━━━━━ Extrait de la page

Talabot ingénieur du canal

d'Aigues-Mortes â Beaucaire.

 

Le canal à Beaucaire

 

 L'amélioration ou plutôt la transformation du canal d'Aigues-Mortes à Beaucaire, conception heureuse et originale, a été le grand événement de la jeunesse de Paulin Talabot. Ce coup d'essai fut un coup de maître. Pour en faire comprendre tout le mérite, il est nécessaire de rappeler au moins sommairement les antécédents historiques de ce canal.

 

La région qu'il traverse forme sur la rive gauche du petit Rhône une sorte de terrain neutre, où les alluvions, l'eau salée et l'eau douce sont aux prises avec des succès alternatifs. Malgré d'assez grands travaux de desséchement, cette contrée offre encore, dans son ensemble, un aspect heureusement unique en France. Peuplée de vaches et de taureaux sauvages, de chevaux errant en liberté, de reptiles venimeux, de myriades d'insecte, elle offre au regard une vaste étendue d'étangs, de marais, de lisières de sable et de landes humides, parsemés de rares bouquets de pins.

 

Le premier projet de desséchement de ces marais remonte à Henri IV; la première idée du canal, à l'année 1645. Mais ce fut seulement en 1780 que les États de Languedoc, subrogés aux précédents concessionnaires, commencèrent ce grand ouvrage, en creusant le lit du canal dans la section d'Aigues-Mortes à Saint-Gilles, sur un parcours d'environ 35 kilomètres, à travers des marécages dont le niveau est à peine égal, et même son vent inférieur à celui de la mer. Il avait bien fallu établir le canal en contrebas de ce niveau; aussi l'eau salée n'aurait pas manqué de refluer dans les terrains adjacents, et d'y détruire tous les germes de végétation, si elle n'avait été retenue par des chaussées insubmersibles.

 

Il y avait déjà environ 3 millions de dépensés, somme considérable pour ce temps, quand la Révolution arrêta ces travaux, comme tant d'autres ! Pendant la période d'anarchie qui suivit, les chaussées furent rompues sur divers points, par l'effort de la mer ou pour d'autres causes.

━━━━━━━━━━

▶ **Consignes**:
a. Citez intégralement le texte sur le canal d'Aigues-Mortes à Beaucaire, sans y changer quoi que ce soit.
b. Imprimez à l'identique les lignes des entrées, depuis la ligne contenant « target: <item>yellow bucket</item> » jusqu'à la fin des entrées, ces deux bornes comprises. Omettez les images dans votre réponse.
Les entrées n'ont aucun rapport avec le texte sur le canal d'Aigues-Mortes à Beaucaire.

━━━━━ Matériel de l'exercice

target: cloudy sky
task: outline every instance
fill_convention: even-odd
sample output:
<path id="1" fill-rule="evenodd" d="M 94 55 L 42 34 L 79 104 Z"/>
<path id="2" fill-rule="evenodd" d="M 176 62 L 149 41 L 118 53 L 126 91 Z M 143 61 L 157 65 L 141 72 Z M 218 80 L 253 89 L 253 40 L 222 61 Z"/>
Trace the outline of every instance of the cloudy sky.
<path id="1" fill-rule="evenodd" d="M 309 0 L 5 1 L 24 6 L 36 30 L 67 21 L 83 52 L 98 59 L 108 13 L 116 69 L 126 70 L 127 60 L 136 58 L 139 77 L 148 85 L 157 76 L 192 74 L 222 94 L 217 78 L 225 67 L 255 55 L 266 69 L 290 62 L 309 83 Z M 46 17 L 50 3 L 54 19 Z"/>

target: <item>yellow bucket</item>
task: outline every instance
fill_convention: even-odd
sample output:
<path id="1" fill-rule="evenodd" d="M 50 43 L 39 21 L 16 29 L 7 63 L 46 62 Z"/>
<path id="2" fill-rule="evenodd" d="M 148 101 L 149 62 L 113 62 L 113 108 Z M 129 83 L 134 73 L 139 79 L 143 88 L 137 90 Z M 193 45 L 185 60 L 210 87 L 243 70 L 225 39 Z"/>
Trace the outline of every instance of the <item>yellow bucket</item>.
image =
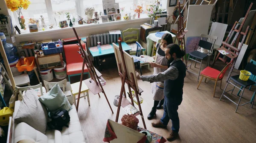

━━━━━━━━━━

▶ **Corrigé**:
a.
Talabot ingénieur du canal

d'Aigues-Mortes â Beaucaire.

 

Le canal à Beaucaire

 

 L'amélioration ou plutôt la transformation du canal d'Aigues-Mortes à Beaucaire, conception heureuse et originale, a été le grand événement de la jeunesse de Paulin Talabot. Ce coup d'essai fut un coup de maître. Pour en faire comprendre tout le mérite, il est nécessaire de rappeler au moins sommairement les antécédents historiques de ce canal.

 

La région qu'il traverse forme sur la rive gauche du petit Rhône une sorte de terrain neutre, où les alluvions, l'eau salée et l'eau douce sont aux prises avec des succès alternatifs. Malgré d'assez grands travaux de desséchement, cette contrée offre encore, dans son ensemble, un aspect heureusement unique en France. Peuplée de vaches et de taureaux sauvages, de chevaux errant en liberté, de reptiles venimeux, de myriades d'insecte, elle offre au regard une vaste étendue d'étangs, de marais, de lisières de sable et de landes humides, parsemés de rares bouquets de pins.

 

Le premier projet de desséchement de ces marais remonte à Henri IV; la première idée du canal, à l'année 1645. Mais ce fut seulement en 1780 que les États de Languedoc, subrogés aux précédents concessionnaires, commencèrent ce grand ouvrage, en creusant le lit du canal dans la section d'Aigues-Mortes à Saint-Gilles, sur un parcours d'environ 35 kilomètres, à travers des marécages dont le niveau est à peine égal, et même son vent inférieur à celui de la mer. Il avait bien fallu établir le canal en contrebas de ce niveau; aussi l'eau salée n'aurait pas manqué de refluer dans les terrains adjacents, et d'y détruire tous les germes de végétation, si elle n'avait été retenue par des chaussées insubmersibles.

 

Il y avait déjà environ 3 millions de dépensés, somme considérable pour ce temps, quand la Révolution arrêta ces travaux, comme tant d'autres ! Pendant la période d'anarchie qui suivit, les chaussées furent rompues sur divers points, par l'effort de la mer ou pour d'autres causes.

b.
target: <item>yellow bucket</item>
task: outline every instance
fill_convention: even-odd
sample output:
<path id="1" fill-rule="evenodd" d="M 50 43 L 39 21 L 16 29 L 7 63 L 46 62 Z"/>
<path id="2" fill-rule="evenodd" d="M 148 101 L 149 62 L 113 62 L 113 108 Z M 129 83 L 134 73 L 139 79 L 143 88 L 137 90 Z M 193 45 L 185 60 L 210 87 L 243 70 L 225 39 Z"/>
Trace the outline of every instance of the <item>yellow bucket</item>.
image =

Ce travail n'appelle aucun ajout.